■ **Problem to solve**:
Find the line with "Target: office chair". Transcribe it and each later line of the data exactly, up to and including the last.

(Dataset items)
****
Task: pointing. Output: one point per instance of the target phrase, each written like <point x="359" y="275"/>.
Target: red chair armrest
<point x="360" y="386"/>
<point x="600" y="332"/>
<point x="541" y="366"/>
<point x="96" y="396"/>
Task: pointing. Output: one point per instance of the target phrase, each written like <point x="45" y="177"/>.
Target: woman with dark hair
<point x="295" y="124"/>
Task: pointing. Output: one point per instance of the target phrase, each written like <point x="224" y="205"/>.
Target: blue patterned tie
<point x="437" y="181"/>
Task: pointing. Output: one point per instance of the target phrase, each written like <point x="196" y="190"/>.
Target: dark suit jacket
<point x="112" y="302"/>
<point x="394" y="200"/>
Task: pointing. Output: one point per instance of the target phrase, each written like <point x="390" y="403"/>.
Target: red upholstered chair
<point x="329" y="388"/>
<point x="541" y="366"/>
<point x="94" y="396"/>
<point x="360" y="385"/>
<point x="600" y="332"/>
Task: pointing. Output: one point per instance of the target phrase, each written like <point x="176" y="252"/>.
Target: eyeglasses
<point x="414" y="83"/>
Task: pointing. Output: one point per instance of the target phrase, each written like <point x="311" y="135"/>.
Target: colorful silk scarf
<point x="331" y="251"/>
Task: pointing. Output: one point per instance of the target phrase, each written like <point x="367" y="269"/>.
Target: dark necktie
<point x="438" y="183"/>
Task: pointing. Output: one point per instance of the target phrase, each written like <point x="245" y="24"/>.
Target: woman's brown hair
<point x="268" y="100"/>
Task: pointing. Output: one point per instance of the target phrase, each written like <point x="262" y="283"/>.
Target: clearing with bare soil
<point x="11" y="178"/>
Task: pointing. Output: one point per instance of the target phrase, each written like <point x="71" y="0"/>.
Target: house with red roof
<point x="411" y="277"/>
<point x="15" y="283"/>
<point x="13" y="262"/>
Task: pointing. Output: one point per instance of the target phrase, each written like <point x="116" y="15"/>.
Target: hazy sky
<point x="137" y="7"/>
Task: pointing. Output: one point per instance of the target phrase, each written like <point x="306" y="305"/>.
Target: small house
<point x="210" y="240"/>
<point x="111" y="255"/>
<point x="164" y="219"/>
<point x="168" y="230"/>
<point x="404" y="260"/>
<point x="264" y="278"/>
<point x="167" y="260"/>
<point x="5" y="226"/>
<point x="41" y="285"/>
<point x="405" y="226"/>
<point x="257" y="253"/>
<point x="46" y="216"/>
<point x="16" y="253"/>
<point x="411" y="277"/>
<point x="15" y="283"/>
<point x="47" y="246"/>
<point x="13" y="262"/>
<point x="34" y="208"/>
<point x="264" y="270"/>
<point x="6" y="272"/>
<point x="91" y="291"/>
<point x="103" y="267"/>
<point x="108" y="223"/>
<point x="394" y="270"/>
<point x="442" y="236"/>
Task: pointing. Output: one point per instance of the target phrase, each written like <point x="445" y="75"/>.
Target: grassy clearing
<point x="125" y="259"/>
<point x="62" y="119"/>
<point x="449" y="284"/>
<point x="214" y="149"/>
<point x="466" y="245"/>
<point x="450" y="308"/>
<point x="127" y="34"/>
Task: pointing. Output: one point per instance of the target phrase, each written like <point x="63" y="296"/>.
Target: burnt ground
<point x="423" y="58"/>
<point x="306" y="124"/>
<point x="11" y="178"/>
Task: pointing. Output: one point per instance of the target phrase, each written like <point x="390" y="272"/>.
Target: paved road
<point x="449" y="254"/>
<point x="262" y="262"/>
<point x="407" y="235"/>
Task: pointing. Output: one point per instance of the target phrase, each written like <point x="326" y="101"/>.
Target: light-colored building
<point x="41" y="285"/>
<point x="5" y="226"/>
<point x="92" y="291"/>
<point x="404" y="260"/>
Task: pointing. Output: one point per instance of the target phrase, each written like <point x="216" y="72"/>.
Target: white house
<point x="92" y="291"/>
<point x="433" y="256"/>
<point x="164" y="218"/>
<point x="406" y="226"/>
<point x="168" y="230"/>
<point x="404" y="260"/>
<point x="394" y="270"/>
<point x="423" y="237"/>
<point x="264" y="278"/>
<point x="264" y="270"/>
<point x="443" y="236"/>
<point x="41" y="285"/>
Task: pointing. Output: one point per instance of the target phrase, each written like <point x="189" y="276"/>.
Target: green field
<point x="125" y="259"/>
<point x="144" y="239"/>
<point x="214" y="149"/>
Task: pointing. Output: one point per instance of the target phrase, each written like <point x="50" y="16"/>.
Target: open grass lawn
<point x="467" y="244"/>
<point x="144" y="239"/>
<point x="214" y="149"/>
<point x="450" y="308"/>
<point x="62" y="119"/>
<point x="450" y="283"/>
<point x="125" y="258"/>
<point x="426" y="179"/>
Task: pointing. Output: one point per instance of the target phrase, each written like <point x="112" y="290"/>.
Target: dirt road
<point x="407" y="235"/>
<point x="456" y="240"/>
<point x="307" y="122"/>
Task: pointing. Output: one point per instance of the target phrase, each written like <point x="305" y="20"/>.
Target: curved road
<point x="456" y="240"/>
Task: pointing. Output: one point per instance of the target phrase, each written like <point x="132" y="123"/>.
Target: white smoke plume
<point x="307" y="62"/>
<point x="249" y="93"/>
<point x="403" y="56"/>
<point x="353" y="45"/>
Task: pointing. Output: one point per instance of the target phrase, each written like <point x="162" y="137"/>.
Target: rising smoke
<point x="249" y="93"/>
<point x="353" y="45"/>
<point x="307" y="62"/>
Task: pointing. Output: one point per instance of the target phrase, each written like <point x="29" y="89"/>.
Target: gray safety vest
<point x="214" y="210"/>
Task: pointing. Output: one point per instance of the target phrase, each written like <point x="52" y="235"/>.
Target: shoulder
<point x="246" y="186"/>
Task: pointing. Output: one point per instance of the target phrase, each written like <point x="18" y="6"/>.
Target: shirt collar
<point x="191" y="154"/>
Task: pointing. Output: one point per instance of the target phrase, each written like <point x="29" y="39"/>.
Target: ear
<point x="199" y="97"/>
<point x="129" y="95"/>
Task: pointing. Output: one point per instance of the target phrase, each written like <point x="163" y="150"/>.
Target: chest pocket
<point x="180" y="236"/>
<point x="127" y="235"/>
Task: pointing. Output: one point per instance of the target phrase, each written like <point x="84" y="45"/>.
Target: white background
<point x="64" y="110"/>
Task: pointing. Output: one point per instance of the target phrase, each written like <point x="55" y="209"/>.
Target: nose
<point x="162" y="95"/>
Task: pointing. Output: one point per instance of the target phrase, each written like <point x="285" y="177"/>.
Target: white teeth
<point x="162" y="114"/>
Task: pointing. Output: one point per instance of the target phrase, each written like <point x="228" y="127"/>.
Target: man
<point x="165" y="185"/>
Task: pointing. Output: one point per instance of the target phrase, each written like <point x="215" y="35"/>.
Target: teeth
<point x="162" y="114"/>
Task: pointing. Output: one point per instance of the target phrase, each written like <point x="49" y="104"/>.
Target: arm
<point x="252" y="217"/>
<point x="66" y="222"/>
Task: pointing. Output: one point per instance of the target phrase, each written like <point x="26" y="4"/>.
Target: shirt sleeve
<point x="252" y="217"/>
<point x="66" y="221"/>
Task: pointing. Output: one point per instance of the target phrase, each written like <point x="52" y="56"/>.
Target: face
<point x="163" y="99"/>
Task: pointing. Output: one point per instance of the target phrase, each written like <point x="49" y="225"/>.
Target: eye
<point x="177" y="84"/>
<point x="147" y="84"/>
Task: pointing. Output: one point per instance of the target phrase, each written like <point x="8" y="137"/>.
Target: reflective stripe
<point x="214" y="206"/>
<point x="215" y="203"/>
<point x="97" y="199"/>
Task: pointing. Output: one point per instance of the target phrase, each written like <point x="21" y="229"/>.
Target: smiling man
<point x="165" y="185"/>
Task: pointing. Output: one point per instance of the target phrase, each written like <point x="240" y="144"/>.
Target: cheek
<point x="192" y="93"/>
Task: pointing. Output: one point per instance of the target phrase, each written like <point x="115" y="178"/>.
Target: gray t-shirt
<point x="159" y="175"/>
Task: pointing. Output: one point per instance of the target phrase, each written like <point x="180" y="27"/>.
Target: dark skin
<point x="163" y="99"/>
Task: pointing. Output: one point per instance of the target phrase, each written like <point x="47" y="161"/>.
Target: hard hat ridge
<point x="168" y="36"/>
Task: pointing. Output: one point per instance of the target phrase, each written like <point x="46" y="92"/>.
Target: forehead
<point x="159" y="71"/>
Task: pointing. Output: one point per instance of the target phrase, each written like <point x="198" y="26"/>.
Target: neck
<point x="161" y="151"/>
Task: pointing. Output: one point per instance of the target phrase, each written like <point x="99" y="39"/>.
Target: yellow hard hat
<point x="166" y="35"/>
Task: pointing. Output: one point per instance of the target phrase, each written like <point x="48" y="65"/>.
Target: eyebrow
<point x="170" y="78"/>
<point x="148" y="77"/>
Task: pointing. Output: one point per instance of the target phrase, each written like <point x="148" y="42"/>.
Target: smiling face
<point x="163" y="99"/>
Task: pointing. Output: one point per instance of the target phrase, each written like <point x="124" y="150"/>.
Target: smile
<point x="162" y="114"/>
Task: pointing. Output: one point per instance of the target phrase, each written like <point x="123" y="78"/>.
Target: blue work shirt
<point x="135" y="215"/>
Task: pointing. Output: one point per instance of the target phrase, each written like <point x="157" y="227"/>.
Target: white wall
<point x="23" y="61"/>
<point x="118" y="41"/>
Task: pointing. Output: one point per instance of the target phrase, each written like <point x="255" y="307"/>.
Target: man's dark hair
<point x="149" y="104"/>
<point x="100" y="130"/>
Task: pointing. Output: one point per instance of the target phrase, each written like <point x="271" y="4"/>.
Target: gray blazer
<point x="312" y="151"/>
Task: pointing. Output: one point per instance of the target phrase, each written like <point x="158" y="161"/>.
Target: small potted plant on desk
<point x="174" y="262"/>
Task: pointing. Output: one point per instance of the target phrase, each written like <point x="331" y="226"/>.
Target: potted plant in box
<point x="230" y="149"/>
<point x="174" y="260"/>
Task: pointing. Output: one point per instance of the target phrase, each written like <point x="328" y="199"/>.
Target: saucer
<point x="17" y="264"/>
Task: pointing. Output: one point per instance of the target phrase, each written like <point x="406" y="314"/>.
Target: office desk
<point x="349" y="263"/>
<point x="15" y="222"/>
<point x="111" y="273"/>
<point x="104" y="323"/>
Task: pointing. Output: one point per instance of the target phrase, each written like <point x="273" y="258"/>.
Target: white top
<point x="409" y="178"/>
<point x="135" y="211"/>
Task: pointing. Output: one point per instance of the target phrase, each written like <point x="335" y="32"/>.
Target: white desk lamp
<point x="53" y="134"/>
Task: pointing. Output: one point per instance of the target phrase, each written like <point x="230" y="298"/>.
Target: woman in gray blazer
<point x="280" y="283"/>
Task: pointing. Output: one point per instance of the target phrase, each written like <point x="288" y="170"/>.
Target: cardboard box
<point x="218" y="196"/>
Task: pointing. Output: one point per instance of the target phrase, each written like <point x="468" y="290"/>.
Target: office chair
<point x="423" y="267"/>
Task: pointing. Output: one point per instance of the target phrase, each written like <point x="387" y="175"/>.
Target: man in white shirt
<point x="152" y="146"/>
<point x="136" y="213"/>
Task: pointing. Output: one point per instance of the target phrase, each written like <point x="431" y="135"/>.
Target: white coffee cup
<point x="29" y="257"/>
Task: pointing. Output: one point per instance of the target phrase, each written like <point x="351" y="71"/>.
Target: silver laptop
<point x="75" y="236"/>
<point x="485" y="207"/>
****
■ **Solution**:
Target: office chair
<point x="423" y="267"/>
Task: pointing. Output: one point per instance of the target phrase, each written like <point x="387" y="175"/>.
Target: man in white shirt
<point x="152" y="146"/>
<point x="136" y="213"/>
Task: pointing. Output: one point per instance of the target phrase, each written like <point x="431" y="135"/>.
Target: white coffee cup
<point x="29" y="257"/>
Task: pointing. Output: one point per instance of the target phrase, each written like <point x="351" y="71"/>.
Target: silver laptop
<point x="75" y="236"/>
<point x="485" y="207"/>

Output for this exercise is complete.